Problem set =
A. In the troubleshooting guide, transcribe the passage that begins at the words "Symptom**: Collector is" and stops after the words "the OTLP backend.".
B. Translate this sentence from the troubleshooting guide into Spanish: "Unnamed services are often dropped by backends."
C. Write the next part of the monitoring system's troubleshooting guide, picking up after its final check on OTLP export failures.

Passage for review =
┌──

Monitoring System 0.1.0
System resource monitoring with pluggable collectors and alerting
Loading...
Searching...
No Matches
Troubleshooting Guide

Missing Metrics

Symptom**: Collector is registered but no samples appear in storage or export.

Possible causes**:

  1. Collector was registered but never started. Call collector->start() explicitly — registration alone doesn't schedule collection.
  2. The collector's interval is longer than your observation window.
  3. The exporter is buffering samples and hasn't flushed. Check exporter->flush() is called during shutdown.
  4. The sink is dropping samples due to backpressure. Look for sample_dropped events in the log.

OTLP Export Failures

Symptom**: Traces or metrics are not appearing in the OTLP backend.

Checks**:

  1. Is the endpoint reachable from the host running the exporter? curl -v http://collector:4318/v1/traces should return 405 (Method Not Allowed) for GET, confirming the endpoint exists.
  2. Is the service name set? Unnamed services are often dropped by backends.
  3. Check exporter error callbacks — they surface protocol errors, TLS issues, and timeout problems.

└──

Dataset content =
┌──

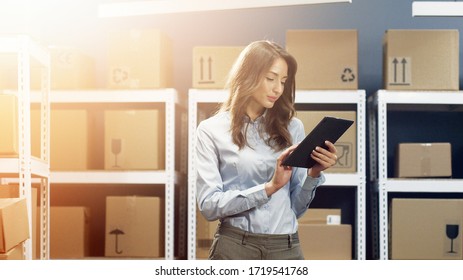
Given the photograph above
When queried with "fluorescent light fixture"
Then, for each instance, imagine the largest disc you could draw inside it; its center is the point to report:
(437, 8)
(136, 8)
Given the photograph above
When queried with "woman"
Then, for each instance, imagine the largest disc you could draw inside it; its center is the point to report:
(240, 178)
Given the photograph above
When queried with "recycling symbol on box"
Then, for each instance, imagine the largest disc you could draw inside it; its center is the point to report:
(348, 75)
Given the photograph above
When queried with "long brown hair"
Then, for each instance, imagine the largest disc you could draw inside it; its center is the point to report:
(244, 78)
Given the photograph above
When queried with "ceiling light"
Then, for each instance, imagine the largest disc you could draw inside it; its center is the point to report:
(135, 8)
(437, 8)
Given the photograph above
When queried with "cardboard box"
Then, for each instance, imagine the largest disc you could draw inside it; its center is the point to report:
(70, 139)
(327, 59)
(139, 58)
(17, 253)
(205, 231)
(69, 232)
(424, 228)
(71, 69)
(326, 242)
(12, 191)
(134, 226)
(321, 216)
(421, 59)
(346, 144)
(9, 125)
(134, 139)
(212, 64)
(423, 160)
(14, 223)
(9, 191)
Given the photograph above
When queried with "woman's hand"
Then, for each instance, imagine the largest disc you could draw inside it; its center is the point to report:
(282, 173)
(325, 158)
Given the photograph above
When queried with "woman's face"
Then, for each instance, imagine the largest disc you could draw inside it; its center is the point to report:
(270, 89)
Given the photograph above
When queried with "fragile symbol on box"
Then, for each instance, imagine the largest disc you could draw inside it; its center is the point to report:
(203, 68)
(344, 158)
(348, 75)
(400, 71)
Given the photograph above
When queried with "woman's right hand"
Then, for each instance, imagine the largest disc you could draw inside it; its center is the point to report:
(282, 173)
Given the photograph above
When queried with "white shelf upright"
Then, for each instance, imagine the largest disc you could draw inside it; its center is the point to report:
(380, 103)
(335, 98)
(24, 167)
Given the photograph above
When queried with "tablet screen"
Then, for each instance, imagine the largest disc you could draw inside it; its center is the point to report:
(329, 128)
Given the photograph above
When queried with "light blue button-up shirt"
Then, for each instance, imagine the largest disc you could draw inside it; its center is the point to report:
(230, 182)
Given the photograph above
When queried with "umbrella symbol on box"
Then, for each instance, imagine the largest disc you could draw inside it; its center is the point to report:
(117, 232)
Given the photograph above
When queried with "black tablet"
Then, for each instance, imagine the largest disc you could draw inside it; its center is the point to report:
(329, 128)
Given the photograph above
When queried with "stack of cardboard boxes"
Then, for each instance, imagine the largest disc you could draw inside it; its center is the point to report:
(423, 228)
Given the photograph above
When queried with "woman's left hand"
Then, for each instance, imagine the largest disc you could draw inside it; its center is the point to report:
(325, 158)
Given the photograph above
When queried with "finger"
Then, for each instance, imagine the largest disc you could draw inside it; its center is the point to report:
(326, 153)
(331, 147)
(286, 152)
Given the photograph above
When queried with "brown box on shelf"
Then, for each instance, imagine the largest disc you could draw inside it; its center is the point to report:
(9, 125)
(134, 139)
(326, 242)
(14, 223)
(70, 139)
(139, 59)
(9, 191)
(423, 160)
(421, 59)
(347, 143)
(211, 65)
(71, 69)
(426, 229)
(320, 216)
(69, 232)
(134, 226)
(205, 231)
(12, 191)
(327, 59)
(17, 253)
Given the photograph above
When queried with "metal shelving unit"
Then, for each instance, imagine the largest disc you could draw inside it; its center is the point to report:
(336, 98)
(168, 177)
(380, 104)
(24, 167)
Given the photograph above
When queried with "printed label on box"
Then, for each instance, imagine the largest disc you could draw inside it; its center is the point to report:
(400, 73)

└──

Answers for this exercise =
A.
Symptom**: Collector is registered but no samples appear in storage or export.

Possible causes**:

  1. Collector was registered but never started. Call collector->start() explicitly — registration alone doesn't schedule collection.
  2. The collector's interval is longer than your observation window.
  3. The exporter is buffering samples and hasn't flushed. Check exporter->flush() is called during shutdown.
  4. The sink is dropping samples due to backpressure. Look for sample_dropped events in the log.

OTLP Export Failures

Symptom**: Traces or metrics are not appearing in the OTLP backend.

B. Los backends suelen descartar los servicios sin nombre.

C.
  4. If using gRPC, confirm the collector is listening on 4317 (not 4318 which is HTTP).

Alert False Positives

Symptom**: Alerts fire repeatedly for conditions that aren't real problems.

Fixes**:

  1. Increase the sustained duration on the trigger — 30s or 60s catches real issues while ignoring transient spikes.
  2. Aggregate noisy metrics (use p95/p99 instead of max, moving average instead of instantaneous).
  3. Add a suppression window so re-alerts on the same condition require a cooldown period.
  4. Review the threshold — if normal operation brushes against it, the threshold is too tight.

Memory Growth

Symptom**: Process RSS grows unbounded over hours/days when monitoring is enabled.

Common causes**:

  1. Unbounded metric cardinality — tagging metrics with high-cardinality values like user IDs or request paths. Aggregate before tagging.
  2. Exporter queue is not draining. The exporter backend may be down; check for queue-full warnings.
  3. Orphaned spans — spans that were never ended accumulate in the tracer's active set. Wrap span lifetime in RAII or use try/finally.

Plugin Loader Failures

Symptom**: Dynamic collector plugin fails to load.

Checks**:

  1. Plugin path is absolute or relative to the search path configured via plugin_loader::add_search_path.
  2. Plugin was built against the same monitoring_system ABI as the host. A version mismatch causes dlopen to succeed but symbol resolution to fail.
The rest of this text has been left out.